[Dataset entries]

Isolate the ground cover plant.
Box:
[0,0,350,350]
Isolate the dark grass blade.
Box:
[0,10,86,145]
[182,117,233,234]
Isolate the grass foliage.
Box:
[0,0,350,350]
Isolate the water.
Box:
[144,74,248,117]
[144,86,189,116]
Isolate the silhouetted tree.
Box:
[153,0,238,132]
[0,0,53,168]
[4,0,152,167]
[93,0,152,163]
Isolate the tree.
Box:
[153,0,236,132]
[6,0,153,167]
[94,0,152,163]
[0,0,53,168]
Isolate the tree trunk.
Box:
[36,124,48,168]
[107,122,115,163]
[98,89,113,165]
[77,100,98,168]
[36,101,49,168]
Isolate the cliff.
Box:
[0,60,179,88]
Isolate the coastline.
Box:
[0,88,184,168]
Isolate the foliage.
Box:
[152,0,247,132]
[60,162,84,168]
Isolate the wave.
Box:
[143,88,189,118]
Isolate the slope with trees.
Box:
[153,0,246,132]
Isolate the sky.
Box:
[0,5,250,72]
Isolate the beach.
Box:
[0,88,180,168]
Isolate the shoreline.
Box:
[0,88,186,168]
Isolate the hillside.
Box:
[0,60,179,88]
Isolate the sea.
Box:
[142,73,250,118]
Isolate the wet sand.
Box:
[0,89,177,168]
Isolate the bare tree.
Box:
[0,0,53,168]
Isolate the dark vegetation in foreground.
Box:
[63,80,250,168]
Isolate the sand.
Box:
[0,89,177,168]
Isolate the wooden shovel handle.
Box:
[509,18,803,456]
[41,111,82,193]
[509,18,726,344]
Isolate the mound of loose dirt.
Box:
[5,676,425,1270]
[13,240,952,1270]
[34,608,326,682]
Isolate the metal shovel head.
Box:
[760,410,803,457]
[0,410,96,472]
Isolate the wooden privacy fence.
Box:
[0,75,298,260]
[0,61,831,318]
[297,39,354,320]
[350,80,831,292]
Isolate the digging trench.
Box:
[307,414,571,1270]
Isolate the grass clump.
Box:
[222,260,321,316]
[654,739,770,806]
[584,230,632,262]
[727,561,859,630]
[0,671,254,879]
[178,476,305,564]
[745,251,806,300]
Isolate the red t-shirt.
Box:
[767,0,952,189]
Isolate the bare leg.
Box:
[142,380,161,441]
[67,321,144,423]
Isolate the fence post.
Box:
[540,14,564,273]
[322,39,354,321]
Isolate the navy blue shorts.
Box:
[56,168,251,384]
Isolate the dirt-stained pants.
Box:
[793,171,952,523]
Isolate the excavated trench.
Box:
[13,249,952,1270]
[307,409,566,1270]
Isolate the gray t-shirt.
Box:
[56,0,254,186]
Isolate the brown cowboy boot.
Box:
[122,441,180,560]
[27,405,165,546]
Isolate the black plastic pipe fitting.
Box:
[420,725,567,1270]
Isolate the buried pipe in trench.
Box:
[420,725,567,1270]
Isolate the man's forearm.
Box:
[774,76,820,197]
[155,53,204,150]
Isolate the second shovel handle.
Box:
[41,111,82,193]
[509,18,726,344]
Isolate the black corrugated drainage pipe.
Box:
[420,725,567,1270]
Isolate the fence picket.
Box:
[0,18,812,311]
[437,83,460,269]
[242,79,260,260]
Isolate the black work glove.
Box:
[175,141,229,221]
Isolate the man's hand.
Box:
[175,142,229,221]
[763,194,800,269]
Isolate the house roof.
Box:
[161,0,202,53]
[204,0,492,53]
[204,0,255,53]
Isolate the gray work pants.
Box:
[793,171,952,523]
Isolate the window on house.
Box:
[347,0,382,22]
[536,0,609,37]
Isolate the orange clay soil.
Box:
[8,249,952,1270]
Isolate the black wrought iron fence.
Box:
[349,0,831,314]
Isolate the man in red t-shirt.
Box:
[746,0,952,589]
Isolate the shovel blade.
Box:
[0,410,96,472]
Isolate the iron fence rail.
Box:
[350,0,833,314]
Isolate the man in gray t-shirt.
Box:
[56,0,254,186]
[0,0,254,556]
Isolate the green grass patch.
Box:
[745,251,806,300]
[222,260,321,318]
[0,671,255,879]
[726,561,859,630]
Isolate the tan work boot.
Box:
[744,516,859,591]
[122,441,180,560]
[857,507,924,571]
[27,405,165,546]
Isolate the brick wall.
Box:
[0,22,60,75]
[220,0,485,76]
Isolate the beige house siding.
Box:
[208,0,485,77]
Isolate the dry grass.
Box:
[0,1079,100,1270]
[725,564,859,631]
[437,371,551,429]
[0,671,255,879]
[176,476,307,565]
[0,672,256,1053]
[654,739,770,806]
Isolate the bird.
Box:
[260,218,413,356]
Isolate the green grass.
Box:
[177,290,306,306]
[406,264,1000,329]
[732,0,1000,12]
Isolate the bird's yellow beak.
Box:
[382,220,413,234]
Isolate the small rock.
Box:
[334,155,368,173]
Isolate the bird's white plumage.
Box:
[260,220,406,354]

* Brief:
Convert all of the data above into a Markdown table with two columns, Row and Line, giving each line its own numbered row. Leave out any blank lines.

* Written answer:
| Row | Line |
|---|---|
| 1 | Isolate the ground cover plant. |
| 2 | Box: |
| 3 | [0,0,350,350] |
| 4 | Isolate the dark grass blade. |
| 5 | Box: |
| 6 | [0,10,86,145] |
| 7 | [182,117,233,234] |
| 8 | Isolate the grass foliage. |
| 9 | Box: |
| 10 | [0,0,350,350] |
| 11 | Isolate the water. |
| 12 | Box: |
| 13 | [144,74,248,117] |
| 14 | [144,86,189,116] |
| 15 | Isolate the silhouetted tree. |
| 16 | Box: |
| 17 | [153,0,238,132] |
| 18 | [0,0,53,168] |
| 19 | [4,0,152,167] |
| 20 | [93,0,152,163] |
| 21 | Isolate the tree. |
| 22 | Box: |
| 23 | [153,0,236,132] |
| 24 | [6,0,153,167] |
| 25 | [94,0,152,163] |
| 26 | [0,0,53,168] |
| 27 | Isolate the tree trunk. |
| 28 | Box: |
| 29 | [36,124,48,168] |
| 30 | [107,122,115,163] |
| 31 | [98,89,113,165] |
| 32 | [77,100,98,168] |
| 33 | [36,101,49,168] |
| 34 | Isolate the cliff. |
| 35 | Box: |
| 36 | [0,60,179,88] |
| 37 | Isolate the coastline. |
| 38 | Box: |
| 39 | [0,88,184,168] |
| 40 | Isolate the foliage. |
| 41 | Box: |
| 42 | [152,0,247,132] |
| 43 | [60,162,84,168] |
| 44 | Isolate the wave. |
| 45 | Box: |
| 46 | [143,88,189,118] |
| 47 | Isolate the slope with trees. |
| 48 | Box: |
| 49 | [153,0,246,132] |
| 50 | Isolate the sky. |
| 51 | Box: |
| 52 | [0,5,250,72] |
| 53 | Isolate the beach. |
| 54 | Box: |
| 55 | [0,88,180,168] |
| 56 | Isolate the shoreline. |
| 57 | Box: |
| 58 | [0,88,186,168] |
| 59 | Isolate the hillside. |
| 60 | Box: |
| 61 | [0,60,179,88] |
| 62 | Isolate the sea. |
| 63 | Box: |
| 64 | [142,73,250,118] |
| 65 | Isolate the wet sand. |
| 66 | Box: |
| 67 | [0,89,177,168] |
| 68 | Isolate the bare tree. |
| 69 | Box: |
| 70 | [0,0,53,168] |
| 71 | Isolate the dark vegetation in foreground. |
| 72 | Box: |
| 73 | [63,80,250,168] |
| 74 | Isolate the sand. |
| 75 | Box: |
| 76 | [0,89,177,168] |
| 77 | Isolate the wooden shovel handle. |
| 78 | Box: |
| 79 | [509,18,803,456] |
| 80 | [41,111,82,193] |
| 81 | [509,18,726,344] |
| 82 | Isolate the mound of loose dirt. |
| 83 | Box: |
| 84 | [5,676,425,1270] |
| 85 | [13,240,952,1270] |
| 86 | [34,608,326,682] |
| 87 | Isolate the metal shovel head. |
| 88 | Box: |
| 89 | [760,410,803,457] |
| 90 | [0,410,96,472] |
| 91 | Isolate the wooden privacy fence. |
| 92 | Box: |
| 93 | [0,75,298,260] |
| 94 | [0,61,831,318] |
| 95 | [297,39,354,320] |
| 96 | [350,80,831,292] |
| 97 | Isolate the digging trench. |
| 98 | Box: |
| 99 | [307,414,571,1270] |
| 100 | Isolate the grass clump. |
| 101 | Box: |
| 102 | [222,260,321,316] |
| 103 | [654,739,770,806] |
| 104 | [584,230,632,262] |
| 105 | [727,561,859,630] |
| 106 | [0,671,254,879] |
| 107 | [178,476,305,564] |
| 108 | [745,251,806,300] |
| 109 | Isolate the red t-shirt. |
| 110 | Box: |
| 111 | [767,0,952,189] |
| 112 | Isolate the bare leg. |
| 113 | Box: |
| 114 | [142,380,161,441] |
| 115 | [67,321,144,423] |
| 116 | Isolate the fence post. |
| 117 | Box: |
| 118 | [540,14,564,273] |
| 119 | [322,39,354,321] |
| 120 | Isolate the navy blue shorts. |
| 121 | Box: |
| 122 | [56,168,251,384] |
| 123 | Isolate the dirt-stained pants. |
| 124 | Box: |
| 125 | [793,171,952,523] |
| 126 | Isolate the excavated trench. |
| 127 | Box: |
| 128 | [13,249,952,1270] |
| 129 | [307,409,566,1270] |
| 130 | Isolate the gray t-shirt. |
| 131 | Box: |
| 132 | [56,0,254,186] |
| 133 | Isolate the brown cowboy boot. |
| 134 | Box: |
| 135 | [122,441,180,560] |
| 136 | [27,405,165,546] |
| 137 | Isolate the black plastic pipe fitting. |
| 138 | Box: |
| 139 | [420,725,567,1270] |
| 140 | Isolate the buried pipe in trench. |
| 141 | Box: |
| 142 | [420,725,567,1270] |
| 143 | Isolate the man's forearm. |
| 144 | Box: |
| 145 | [774,76,820,197] |
| 146 | [155,53,204,150] |
| 147 | Isolate the second shovel handle. |
| 148 | Box: |
| 149 | [41,111,82,193] |
| 150 | [509,18,726,344] |
| 151 | Isolate the black corrugated drainage pipe. |
| 152 | Box: |
| 153 | [420,725,567,1270] |
| 154 | Isolate the fence picket. |
| 155 | Box: |
| 156 | [0,18,812,311] |
| 157 | [437,83,460,269] |
| 158 | [242,79,260,260] |
| 159 | Isolate the black work glove. |
| 160 | Box: |
| 161 | [175,141,229,221] |
| 162 | Isolate the man's hand. |
| 163 | Box: |
| 164 | [175,142,229,221] |
| 165 | [763,194,800,269] |
| 166 | Isolate the house roof. |
| 167 | Box: |
| 168 | [161,0,202,53] |
| 169 | [204,0,492,53] |
| 170 | [204,0,255,53] |
| 171 | Isolate the gray work pants. |
| 172 | Box: |
| 173 | [793,171,952,523] |
| 174 | Isolate the window on house. |
| 175 | Box: |
| 176 | [347,0,382,22] |
| 177 | [536,0,609,37] |
| 178 | Isolate the orange clay soil. |
| 179 | Box: |
| 180 | [8,249,952,1270] |
| 181 | Isolate the black wrought iron fence. |
| 182 | Box: |
| 183 | [349,0,831,314] |
| 184 | Isolate the man in red t-shirt. |
| 185 | Box: |
| 186 | [746,0,952,589] |
| 187 | Isolate the shovel blade. |
| 188 | Box: |
| 189 | [0,410,96,472] |
| 190 | Isolate the iron fence rail. |
| 191 | Box: |
| 192 | [350,0,833,314] |
| 193 | Isolate the man in gray t-shirt. |
| 194 | Box: |
| 195 | [56,0,254,186] |
| 196 | [0,0,254,556] |
| 197 | Isolate the green grass patch. |
| 198 | Box: |
| 199 | [745,251,806,300] |
| 200 | [222,260,321,318] |
| 201 | [0,671,255,879] |
| 202 | [726,561,859,630] |
| 203 | Isolate the tan work boot. |
| 204 | Box: |
| 205 | [744,516,859,591] |
| 206 | [122,441,180,560] |
| 207 | [857,507,924,571] |
| 208 | [27,405,165,546] |
| 209 | Isolate the brick wall. |
| 210 | Box: |
| 211 | [0,22,60,75] |
| 212 | [220,0,485,76] |
| 213 | Isolate the beige house siding. |
| 214 | Box: |
| 215 | [208,0,485,77] |
| 216 | Isolate the dry grass. |
| 217 | Box: |
| 218 | [0,1079,100,1270] |
| 219 | [725,564,859,631] |
| 220 | [437,371,551,429] |
| 221 | [0,671,255,879] |
| 222 | [176,476,307,565] |
| 223 | [0,672,256,1053] |
| 224 | [654,739,770,806] |
| 225 | Isolate the bird. |
| 226 | Box: |
| 227 | [260,218,413,356] |
| 228 | Isolate the green grass. |
| 229 | Box: |
| 230 | [177,290,306,306] |
| 231 | [406,264,1000,329] |
| 232 | [732,0,1000,12] |
| 233 | Isolate the bird's yellow beak. |
| 234 | Box: |
| 235 | [382,220,413,234] |
| 236 | Isolate the small rock. |
| 237 | Box: |
| 238 | [334,155,368,173] |
| 239 | Isolate the bird's white plumage. |
| 240 | Box: |
| 241 | [260,220,406,354] |